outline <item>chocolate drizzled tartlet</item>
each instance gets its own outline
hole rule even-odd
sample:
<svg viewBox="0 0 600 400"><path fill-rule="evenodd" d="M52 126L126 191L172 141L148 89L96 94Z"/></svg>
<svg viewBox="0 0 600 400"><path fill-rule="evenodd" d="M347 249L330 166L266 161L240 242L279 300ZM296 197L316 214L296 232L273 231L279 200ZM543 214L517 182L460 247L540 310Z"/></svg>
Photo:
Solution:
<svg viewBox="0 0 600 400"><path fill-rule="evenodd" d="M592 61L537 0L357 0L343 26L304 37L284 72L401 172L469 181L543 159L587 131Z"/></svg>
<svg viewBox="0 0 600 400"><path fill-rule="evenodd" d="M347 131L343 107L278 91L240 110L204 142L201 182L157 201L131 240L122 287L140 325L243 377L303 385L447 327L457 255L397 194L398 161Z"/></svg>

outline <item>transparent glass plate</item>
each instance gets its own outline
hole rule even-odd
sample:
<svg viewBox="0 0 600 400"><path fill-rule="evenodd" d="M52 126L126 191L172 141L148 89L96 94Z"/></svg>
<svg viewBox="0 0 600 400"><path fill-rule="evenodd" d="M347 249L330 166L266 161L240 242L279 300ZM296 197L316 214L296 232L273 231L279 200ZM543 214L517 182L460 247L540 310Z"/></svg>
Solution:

* * * * *

### Task prompt
Convert every line of the material above into a JSON list of strings, one string per line, leaving out blank lines.

### Answer for the task
[
  "outline <item>chocolate drizzled tartlet</item>",
  "each instance gets its own outline",
  "hole rule even-odd",
  "sample:",
  "<svg viewBox=\"0 0 600 400\"><path fill-rule=\"evenodd\" d=\"M52 126L126 191L172 141L148 89L96 94Z\"/></svg>",
  "<svg viewBox=\"0 0 600 400\"><path fill-rule=\"evenodd\" d=\"M347 249L330 166L266 161L240 242L279 300ZM296 197L316 214L296 232L273 231L279 200ZM543 214L517 182L460 247L540 310Z\"/></svg>",
  "Photo:",
  "Solution:",
  "<svg viewBox=\"0 0 600 400\"><path fill-rule=\"evenodd\" d=\"M592 61L537 0L357 0L343 26L304 37L284 72L401 172L469 181L543 159L587 131Z\"/></svg>",
  "<svg viewBox=\"0 0 600 400\"><path fill-rule=\"evenodd\" d=\"M347 131L343 107L278 91L240 110L204 142L201 182L157 201L131 240L122 287L140 325L243 377L303 385L447 327L457 255L397 194L398 161Z\"/></svg>",
  "outline <item>transparent glass plate</item>",
  "each instance gets its own outline",
  "hole rule even-odd",
  "sample:",
  "<svg viewBox=\"0 0 600 400\"><path fill-rule=\"evenodd\" d=\"M52 126L126 191L172 141L148 89L96 94Z\"/></svg>",
  "<svg viewBox=\"0 0 600 400\"><path fill-rule=\"evenodd\" d=\"M347 249L330 166L266 161L240 242L279 300ZM296 197L316 214L296 232L273 231L279 200ZM543 214L517 182L460 247L540 310Z\"/></svg>",
  "Solution:"
]